:: TEXTO FUENTE

Kohan se mofa de los “Próspero(s)” nacionalistas que a través de su escritura, interpretación y traducción literaria establecen el binomio en el que se cimienta el concepto de argentinidad. El agotamiento del estereotipo “civilización y barbarie” en Los cautivos fricciona la rigidez de significación estético-cultural, haciendo posible la penetración de una mirada crítica. El lenguaje violento, casi sádico con que la voz narrativa plasma a esos seres “incivilizados” conlleva a la reflexión. Después de espiar la casa de Los Talas, Maure concluye que el hombre de la casa (Echeverría) los contempla y mucho pues son ellos (los gauchos) el tema de sus escritos (100). El contrapunto narrativo abre una brecha que permite al “otro” primitivo trascender el impenetrable código lingüístico echeverriano y denunciar su carácter ficcional. Maure se da cuenta de que él, al igual que los demás gauchos de la Historia, no es más que el producto de “los escritos” de aquel exiliado que se esconde en la estancia. La subversión lingüística del texto de Kohan revierte el efecto segregacionista del discurso elitista. Mientras Maure, el “otro” excluido de la “unidad representativa” de la argentinidad, transgrede el espacio narrativo y censura su cautiverio, el prócer argentino se ve atrapado en la apatía de su propia escritura. El arrobamiento que produce en Echeverría la composición del relato lo lleva al punto de la alienación pues “no quie[re] perder su tiempo en la contemplación de la vida de mierda de los que se desparram[a]n en los alrededores” (100).

::::
:: DATOS PROPORCIONADOS

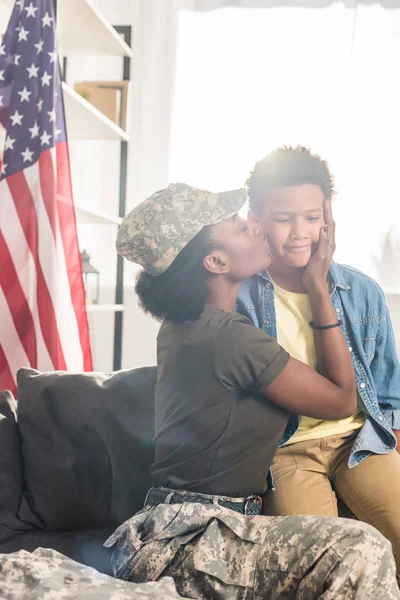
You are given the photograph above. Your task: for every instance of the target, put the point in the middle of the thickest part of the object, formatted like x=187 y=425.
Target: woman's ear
x=215 y=263
x=253 y=217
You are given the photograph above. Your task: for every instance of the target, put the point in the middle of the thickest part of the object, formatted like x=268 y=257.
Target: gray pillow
x=86 y=445
x=10 y=469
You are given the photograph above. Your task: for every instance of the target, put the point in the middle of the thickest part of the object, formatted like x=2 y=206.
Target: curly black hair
x=287 y=166
x=179 y=294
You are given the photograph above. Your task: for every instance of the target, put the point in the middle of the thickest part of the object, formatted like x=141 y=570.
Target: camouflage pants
x=214 y=552
x=48 y=575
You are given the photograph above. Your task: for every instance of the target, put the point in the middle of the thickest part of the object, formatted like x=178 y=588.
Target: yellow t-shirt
x=293 y=315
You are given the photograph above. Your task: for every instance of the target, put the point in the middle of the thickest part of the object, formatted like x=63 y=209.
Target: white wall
x=95 y=170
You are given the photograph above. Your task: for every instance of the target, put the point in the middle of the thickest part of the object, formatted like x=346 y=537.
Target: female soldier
x=223 y=397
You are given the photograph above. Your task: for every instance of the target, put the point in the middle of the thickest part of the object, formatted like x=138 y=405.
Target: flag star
x=46 y=21
x=25 y=95
x=46 y=78
x=32 y=70
x=52 y=115
x=31 y=10
x=9 y=143
x=23 y=35
x=53 y=56
x=16 y=118
x=39 y=46
x=27 y=155
x=45 y=139
x=34 y=131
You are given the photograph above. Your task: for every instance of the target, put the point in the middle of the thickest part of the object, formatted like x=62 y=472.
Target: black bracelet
x=338 y=324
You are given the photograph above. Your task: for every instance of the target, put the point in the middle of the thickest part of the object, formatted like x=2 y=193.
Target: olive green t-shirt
x=214 y=432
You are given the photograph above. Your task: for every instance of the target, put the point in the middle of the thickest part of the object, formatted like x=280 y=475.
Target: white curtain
x=250 y=79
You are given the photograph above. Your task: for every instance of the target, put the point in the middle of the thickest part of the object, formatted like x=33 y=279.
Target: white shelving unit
x=85 y=121
x=89 y=34
x=90 y=216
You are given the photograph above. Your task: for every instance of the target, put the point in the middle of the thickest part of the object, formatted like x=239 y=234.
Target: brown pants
x=310 y=475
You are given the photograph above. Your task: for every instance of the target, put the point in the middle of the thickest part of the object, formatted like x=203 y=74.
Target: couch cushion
x=86 y=445
x=10 y=469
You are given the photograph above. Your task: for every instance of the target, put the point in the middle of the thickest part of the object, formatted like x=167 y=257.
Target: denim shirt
x=360 y=305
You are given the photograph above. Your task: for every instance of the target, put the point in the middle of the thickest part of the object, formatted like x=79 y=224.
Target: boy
x=354 y=458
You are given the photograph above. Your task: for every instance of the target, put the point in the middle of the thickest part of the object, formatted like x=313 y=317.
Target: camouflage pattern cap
x=155 y=231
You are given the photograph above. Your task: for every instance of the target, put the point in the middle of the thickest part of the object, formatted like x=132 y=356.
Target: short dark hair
x=179 y=294
x=287 y=166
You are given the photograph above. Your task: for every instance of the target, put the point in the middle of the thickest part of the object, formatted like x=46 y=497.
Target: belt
x=250 y=505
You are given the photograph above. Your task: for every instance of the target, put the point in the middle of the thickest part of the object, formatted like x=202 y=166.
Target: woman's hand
x=316 y=271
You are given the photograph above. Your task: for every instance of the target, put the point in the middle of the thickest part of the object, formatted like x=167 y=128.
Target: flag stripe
x=27 y=215
x=67 y=221
x=9 y=341
x=16 y=300
x=43 y=321
x=48 y=186
x=53 y=262
x=25 y=269
x=6 y=378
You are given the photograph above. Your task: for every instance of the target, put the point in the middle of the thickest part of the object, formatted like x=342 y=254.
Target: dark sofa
x=75 y=456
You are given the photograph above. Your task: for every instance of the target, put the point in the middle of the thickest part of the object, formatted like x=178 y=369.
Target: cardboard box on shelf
x=110 y=97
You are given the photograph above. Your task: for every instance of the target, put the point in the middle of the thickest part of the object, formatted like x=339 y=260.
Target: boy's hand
x=316 y=271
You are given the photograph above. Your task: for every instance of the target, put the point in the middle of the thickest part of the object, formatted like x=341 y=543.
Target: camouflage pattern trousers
x=48 y=575
x=214 y=552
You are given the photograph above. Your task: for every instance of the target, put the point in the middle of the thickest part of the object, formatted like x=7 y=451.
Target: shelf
x=86 y=215
x=84 y=121
x=104 y=307
x=89 y=34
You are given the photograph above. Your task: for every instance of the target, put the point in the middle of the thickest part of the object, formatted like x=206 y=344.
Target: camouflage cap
x=153 y=233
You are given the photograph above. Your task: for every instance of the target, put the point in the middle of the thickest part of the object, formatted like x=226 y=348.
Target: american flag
x=43 y=321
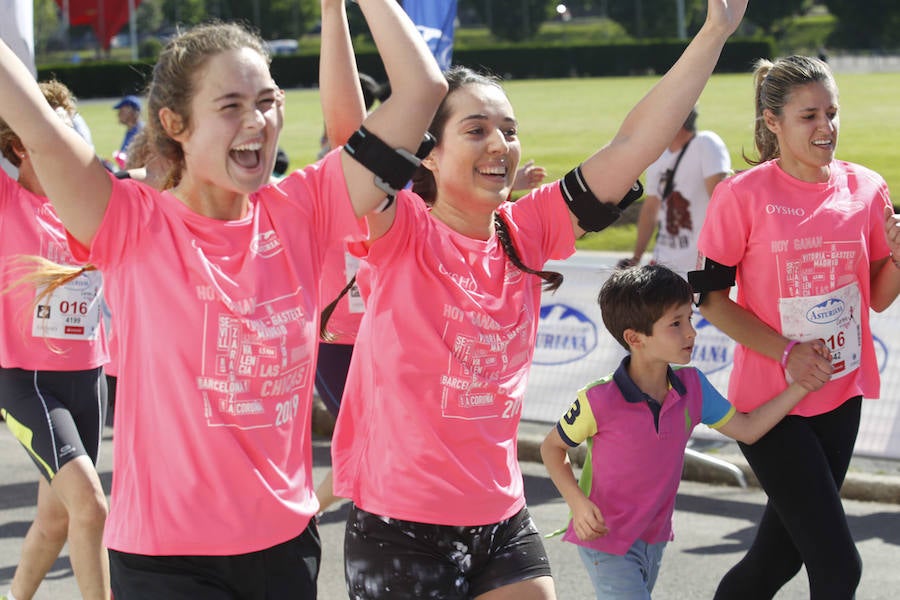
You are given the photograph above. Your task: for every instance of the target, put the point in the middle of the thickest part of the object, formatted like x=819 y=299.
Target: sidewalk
x=869 y=479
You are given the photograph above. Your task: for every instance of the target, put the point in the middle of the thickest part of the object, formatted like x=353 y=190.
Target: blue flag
x=434 y=19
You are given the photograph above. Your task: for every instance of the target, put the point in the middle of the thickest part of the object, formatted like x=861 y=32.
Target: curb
x=858 y=485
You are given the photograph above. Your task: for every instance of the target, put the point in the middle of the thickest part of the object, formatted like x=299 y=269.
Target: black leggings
x=801 y=464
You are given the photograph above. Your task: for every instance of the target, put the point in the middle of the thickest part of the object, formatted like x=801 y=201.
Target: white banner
x=573 y=348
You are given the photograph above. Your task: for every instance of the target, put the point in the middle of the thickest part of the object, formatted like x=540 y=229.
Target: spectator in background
x=679 y=185
x=129 y=114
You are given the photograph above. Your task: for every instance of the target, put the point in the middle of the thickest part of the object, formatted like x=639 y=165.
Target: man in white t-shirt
x=679 y=185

::::

**CONSIGNA 1**
¿Qué expresiones de una a tres palabras aparecen entre comillas en el texto fuente sobre Los cautivos? Enumérelas todas, sin repetir ninguna.
**CONSIGNA 2**
Según el texto fuente sobre Los cautivos, ¿qué concluye Maure después de espiar la casa de Los Talas?
**CONSIGNA 3**
Retome el texto fuente sobre Los cautivos y continúelo a partir de su última oración.

**RESPUESTA 1**
- Próspero(s)
- civilización y barbarie
- incivilizados
- otro
- los escritos
- unidad representativa

**RESPUESTA 2**
Que el hombre de la casa, Echeverría, los contempla mucho porque ellos, los gauchos, son el tema de sus escritos.

**RESPUESTA 3**
La ironía es una estrategia crítica de recodificación y redefinición de significados del discurso dominante (Hutcheon, A Theory of Parody 31-33). La socarronería que se percibe en el texto kohaniano desestabiliza el tono superlativo de la escritura decimonónica. El lenguaje mítico-épico a través del que se ensalza la figura del héroe en los relatos de la tradición nacional, en la novela de Kohan recrea el apasionante encuentro de Echeverría y Luciana: el “poeta romántico, entregado a la sublimidad de la creación poética, trascendía las profanas necesidades corporales, se elevaba a la espiritualidad inmaterial de un mundo sin hambre, sin sueño, sin sed. La poesía era su alimento y con eso le bastaba” (87). El ambiente onírico que anticipa la presencia de la sublime figura colapsa frente al contenido altamente erótico con que se representa la escena. El “ilustre” personaje cede ante la pasión y, dejando a un lado el ingenio abrazador de su arte, se deleita en el goce sexual: “El hombre [Echeverría] se paró junto a ella y, en los trazos del contraluz, a Maure le pareció ver [...] el suave […] vaivén de entrar y casi salir y volver a entrar en que se encendieron los dos cuerpos (62)”. La sátira se enfatiza cuando se compara de forma implícita la corta curva de[l] miembro de Echeverría con el “descomunal miembro duro y caliente, a punto de explotar” (6) del que se envanece Maure. El cotejo, que alude enfáticamente al minúsculo tamaño del órgano reproductor de Echeverría, sugiere una posible inferioridad sexual que cuartea el hálito de magnanimidad con que la “familia textual” fundacional (Perkowska 172) configura su imagen.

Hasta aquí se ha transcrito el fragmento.